'''
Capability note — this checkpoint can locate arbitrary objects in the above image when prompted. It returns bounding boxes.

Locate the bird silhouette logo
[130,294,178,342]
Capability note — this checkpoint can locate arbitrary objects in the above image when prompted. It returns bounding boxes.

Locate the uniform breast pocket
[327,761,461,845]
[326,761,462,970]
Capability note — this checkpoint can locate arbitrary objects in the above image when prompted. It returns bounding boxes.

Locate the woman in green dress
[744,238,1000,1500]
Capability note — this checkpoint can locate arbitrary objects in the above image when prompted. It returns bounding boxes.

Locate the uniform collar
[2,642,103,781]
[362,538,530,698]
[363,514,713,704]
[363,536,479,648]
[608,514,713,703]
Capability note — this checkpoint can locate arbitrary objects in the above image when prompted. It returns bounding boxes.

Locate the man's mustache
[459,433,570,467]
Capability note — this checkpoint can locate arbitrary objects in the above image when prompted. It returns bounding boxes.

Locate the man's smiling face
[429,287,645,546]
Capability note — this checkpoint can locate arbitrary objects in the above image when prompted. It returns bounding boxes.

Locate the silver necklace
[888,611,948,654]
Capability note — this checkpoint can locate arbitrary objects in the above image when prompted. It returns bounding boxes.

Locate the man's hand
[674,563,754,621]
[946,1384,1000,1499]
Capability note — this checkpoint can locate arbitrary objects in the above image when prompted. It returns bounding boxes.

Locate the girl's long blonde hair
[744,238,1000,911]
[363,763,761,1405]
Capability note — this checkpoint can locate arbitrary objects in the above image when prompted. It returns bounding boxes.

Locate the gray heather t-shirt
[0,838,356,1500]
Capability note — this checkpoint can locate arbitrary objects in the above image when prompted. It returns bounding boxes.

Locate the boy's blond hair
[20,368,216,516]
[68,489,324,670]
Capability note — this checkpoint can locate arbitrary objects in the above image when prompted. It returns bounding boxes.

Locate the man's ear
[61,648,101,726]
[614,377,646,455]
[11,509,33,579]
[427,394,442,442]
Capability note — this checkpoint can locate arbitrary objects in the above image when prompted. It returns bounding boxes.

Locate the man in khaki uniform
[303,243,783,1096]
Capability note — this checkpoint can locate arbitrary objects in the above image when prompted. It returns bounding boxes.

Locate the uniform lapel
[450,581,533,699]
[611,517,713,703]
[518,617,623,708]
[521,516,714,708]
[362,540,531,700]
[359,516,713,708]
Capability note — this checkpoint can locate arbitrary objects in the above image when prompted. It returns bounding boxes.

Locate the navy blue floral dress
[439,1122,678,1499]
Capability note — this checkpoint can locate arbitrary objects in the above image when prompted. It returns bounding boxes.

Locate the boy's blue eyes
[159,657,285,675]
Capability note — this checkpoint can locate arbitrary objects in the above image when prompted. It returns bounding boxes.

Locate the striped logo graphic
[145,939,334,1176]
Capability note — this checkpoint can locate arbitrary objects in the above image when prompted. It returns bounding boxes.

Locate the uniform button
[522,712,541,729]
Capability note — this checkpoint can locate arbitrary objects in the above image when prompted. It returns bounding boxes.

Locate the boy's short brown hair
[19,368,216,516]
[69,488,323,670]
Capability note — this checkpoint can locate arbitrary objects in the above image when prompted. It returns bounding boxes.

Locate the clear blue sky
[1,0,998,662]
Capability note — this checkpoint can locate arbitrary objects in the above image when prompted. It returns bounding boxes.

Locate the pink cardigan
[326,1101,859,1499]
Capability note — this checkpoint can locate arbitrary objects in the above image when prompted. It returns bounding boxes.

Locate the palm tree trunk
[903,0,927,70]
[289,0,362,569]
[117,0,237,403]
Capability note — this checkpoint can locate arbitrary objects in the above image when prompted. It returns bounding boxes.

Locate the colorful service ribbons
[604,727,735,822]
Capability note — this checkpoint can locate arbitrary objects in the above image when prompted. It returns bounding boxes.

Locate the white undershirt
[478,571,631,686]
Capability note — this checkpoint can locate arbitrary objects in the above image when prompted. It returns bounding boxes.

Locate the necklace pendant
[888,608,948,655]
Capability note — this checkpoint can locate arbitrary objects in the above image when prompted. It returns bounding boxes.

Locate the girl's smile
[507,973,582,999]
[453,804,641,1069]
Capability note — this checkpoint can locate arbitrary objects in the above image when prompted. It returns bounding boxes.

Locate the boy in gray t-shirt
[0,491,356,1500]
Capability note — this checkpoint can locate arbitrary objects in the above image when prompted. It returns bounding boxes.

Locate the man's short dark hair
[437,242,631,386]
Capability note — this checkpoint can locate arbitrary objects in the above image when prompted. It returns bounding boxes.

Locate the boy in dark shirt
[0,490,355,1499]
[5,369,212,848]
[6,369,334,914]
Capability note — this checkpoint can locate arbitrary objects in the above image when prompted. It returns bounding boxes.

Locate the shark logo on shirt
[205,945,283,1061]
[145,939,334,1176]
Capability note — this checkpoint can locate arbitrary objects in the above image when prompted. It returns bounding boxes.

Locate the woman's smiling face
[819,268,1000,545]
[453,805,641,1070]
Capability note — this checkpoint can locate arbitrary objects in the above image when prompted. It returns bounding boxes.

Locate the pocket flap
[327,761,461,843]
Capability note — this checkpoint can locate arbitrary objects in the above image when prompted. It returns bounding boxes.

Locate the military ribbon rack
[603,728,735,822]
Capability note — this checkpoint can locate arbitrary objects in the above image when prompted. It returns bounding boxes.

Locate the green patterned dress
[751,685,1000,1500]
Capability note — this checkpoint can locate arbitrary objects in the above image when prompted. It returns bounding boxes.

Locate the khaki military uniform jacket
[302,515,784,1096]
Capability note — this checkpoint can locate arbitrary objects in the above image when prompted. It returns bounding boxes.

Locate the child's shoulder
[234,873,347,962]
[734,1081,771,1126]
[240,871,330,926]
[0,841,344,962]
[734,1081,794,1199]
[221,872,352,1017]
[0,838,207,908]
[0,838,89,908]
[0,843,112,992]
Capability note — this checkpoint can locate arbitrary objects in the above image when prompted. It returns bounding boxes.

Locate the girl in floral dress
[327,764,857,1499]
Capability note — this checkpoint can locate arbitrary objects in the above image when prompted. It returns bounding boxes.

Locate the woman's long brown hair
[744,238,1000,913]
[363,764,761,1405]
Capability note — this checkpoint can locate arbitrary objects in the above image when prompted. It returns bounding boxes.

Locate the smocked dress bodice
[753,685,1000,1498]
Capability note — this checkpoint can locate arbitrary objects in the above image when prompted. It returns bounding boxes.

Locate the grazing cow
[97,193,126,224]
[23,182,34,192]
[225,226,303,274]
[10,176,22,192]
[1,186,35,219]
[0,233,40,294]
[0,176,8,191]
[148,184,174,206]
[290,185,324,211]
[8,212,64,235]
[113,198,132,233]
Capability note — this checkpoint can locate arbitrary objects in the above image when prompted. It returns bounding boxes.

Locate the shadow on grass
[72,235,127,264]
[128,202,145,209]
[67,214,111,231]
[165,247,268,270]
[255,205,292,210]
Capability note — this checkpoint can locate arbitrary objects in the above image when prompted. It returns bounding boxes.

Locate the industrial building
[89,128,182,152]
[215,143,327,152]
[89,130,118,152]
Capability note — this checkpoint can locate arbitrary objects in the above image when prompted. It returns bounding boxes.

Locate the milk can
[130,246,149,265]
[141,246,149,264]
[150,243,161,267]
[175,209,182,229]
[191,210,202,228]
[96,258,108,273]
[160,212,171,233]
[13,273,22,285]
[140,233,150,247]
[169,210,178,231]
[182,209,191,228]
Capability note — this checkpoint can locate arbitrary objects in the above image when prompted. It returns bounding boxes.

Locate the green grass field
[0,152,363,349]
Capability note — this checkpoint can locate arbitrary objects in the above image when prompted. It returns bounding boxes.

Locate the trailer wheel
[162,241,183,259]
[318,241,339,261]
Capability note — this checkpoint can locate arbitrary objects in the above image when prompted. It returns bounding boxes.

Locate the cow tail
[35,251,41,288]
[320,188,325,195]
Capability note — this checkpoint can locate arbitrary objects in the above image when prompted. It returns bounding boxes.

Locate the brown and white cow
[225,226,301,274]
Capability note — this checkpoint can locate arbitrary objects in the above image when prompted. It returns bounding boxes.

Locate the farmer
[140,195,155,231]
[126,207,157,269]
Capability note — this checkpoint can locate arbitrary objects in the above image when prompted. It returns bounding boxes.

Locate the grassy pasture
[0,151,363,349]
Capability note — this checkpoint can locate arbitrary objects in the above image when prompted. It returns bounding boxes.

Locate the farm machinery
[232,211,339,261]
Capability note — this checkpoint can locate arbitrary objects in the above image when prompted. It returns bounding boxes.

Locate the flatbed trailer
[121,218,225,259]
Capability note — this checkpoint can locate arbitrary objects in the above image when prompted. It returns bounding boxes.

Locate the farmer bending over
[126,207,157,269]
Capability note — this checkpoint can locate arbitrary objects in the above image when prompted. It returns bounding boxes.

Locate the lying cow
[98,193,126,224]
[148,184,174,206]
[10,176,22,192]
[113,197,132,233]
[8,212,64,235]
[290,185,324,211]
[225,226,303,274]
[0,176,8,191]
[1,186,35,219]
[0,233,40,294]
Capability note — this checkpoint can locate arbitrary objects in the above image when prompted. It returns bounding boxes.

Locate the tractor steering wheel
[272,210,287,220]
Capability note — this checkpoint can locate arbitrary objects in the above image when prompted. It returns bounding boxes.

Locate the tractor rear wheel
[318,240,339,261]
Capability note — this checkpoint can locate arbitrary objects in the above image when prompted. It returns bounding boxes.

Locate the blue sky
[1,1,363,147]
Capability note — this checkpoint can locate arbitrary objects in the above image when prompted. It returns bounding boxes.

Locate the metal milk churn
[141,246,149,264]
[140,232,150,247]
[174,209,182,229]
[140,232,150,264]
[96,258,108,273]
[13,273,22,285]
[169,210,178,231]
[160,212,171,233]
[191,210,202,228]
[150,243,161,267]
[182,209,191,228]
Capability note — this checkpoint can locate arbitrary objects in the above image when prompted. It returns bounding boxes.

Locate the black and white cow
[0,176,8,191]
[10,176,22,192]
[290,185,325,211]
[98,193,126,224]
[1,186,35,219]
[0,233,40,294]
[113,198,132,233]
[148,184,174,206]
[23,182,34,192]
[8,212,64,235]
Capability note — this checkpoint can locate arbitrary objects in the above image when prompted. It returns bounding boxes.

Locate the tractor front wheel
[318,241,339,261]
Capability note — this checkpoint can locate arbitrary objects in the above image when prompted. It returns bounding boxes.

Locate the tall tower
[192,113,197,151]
'''
● Prompt
Copy out the lines starting at the one containing "Locate the tractor rear wheel" and ending with the last line of the entries. Include nothing else.

● Your solution
Locate the tractor rear wheel
[318,240,339,261]
Capability note — this checkpoint can locate arbitrary objects in the above image when prompted. It returns bounding boxes.

Locate the blue sky
[1,1,363,147]
Capability note — this checkpoint can locate arbitrary objects in the above image when prompted. It returns bounding boxes.

Locate the metal milk churn
[141,246,149,264]
[140,232,150,247]
[174,209,182,229]
[140,232,150,264]
[96,258,108,273]
[13,273,22,285]
[169,210,178,231]
[160,212,171,233]
[191,210,202,228]
[150,243,161,267]
[182,209,191,228]
Capability note — this checkpoint can locate arbitrary objects in the above image when prompted. It returns bounding boxes.

Locate the black and white cow
[0,176,8,191]
[10,176,22,192]
[290,185,325,211]
[98,193,126,224]
[1,186,35,219]
[0,233,40,294]
[113,198,132,233]
[148,184,174,206]
[23,182,34,192]
[8,212,64,235]
Capability note — this checkpoint can locate arbitrary objects in the above image when prompted. It returns bounding boxes.

Locate the tractor front wheel
[318,241,339,261]
Capability note — this checkpoint can locate arbitrary objects in the above image when prompted. It returns bounding boxes.

Locate the tall tower
[192,113,197,151]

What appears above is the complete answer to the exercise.